▶ Objetivo declarado 1
Liste todos os valores em dólares que aparecem no trecho sobre investimentos em mineração, na ordem em que surgem.

Ao planejar expansões ou novos projetos para os cinco anos seguintes, em julho de 2008, as empresas do setor indicavam a intenção de investir US$ 57 bilhões. Mas a quebra do Lehman Brothers e a chegada da crise econômica ao país, dois meses depois, mudou esse cenário. Para o período 2009-2013, elas diminuíram a expectativa de investimentos para US$ 47 bilhões, segundo levantamento recém-concluído pelo Instituto Brasileiro de Mineração (Ibram).
Além de suspensões em caráter indefinido, o Ibram detectou que a carteira de investimentos concluídos recentemente não foi reposta por novos projetos. O instituto aponta também que a crise aumentou o prazo de maturação de uma série de projetos. Por exemplo, uma ampliação ou nova unidade prevista para 2009 que tenha sido adiada por até quatro anos. No entanto, como esses projetos se mantêm dentro do cronograma até 2013, não saíram do mapa de investimentos no quinquênio.
Proporcionalmente, o maior baque nos investimentos atingiu o segmento de alumina, para o qual os projetos caíram de US$ 2,6 bilhões para US$ 1,5 bilhão - queda de 42% entre as duas pesquisas. Em valores absolutos, no entanto, nenhum tombo nas projeções de investimentos é maior do que o do minério de ferro. De US$ 37,3 bilhões em projetos que estavam previstos em julho do ano passado, sobrevivem US$ 31,5 bilhões.

▶ Objetivo declarado 2
Reproduza, por favor, o trecho das entradas abaixo que vai da linha que contém "Would you mind pointing at the modern" até a linha que contém "column 448, row 303", com as duas incluídas.

▶ Entradas fornecidas
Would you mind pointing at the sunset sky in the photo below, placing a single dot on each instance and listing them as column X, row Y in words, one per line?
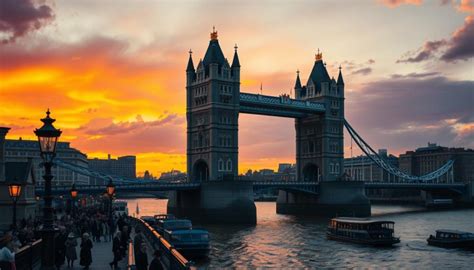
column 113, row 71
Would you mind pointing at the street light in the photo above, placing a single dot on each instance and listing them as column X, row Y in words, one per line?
...
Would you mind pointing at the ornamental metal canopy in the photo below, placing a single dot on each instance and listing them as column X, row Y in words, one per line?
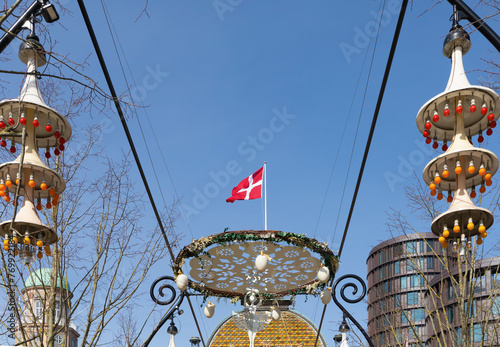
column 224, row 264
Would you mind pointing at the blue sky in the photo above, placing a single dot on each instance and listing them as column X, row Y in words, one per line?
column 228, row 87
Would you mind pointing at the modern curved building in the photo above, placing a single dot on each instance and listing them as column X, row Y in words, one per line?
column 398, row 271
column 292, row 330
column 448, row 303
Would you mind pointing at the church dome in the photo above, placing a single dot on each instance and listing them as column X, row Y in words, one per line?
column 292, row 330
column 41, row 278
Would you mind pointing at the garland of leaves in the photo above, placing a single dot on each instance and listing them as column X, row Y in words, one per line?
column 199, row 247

▶ Solução do problema 1
US$ 57 bilhões
US$ 47 bilhões
US$ 2,6 bilhões
US$ 1,5 bilhão
US$ 37,3 bilhões
US$ 31,5 bilhões

▶ Solução do problema 2
Would you mind pointing at the modern curved building in the photo above, placing a single dot on each instance and listing them as column X, row Y in words, one per line?
column 398, row 271
column 292, row 330
column 448, row 303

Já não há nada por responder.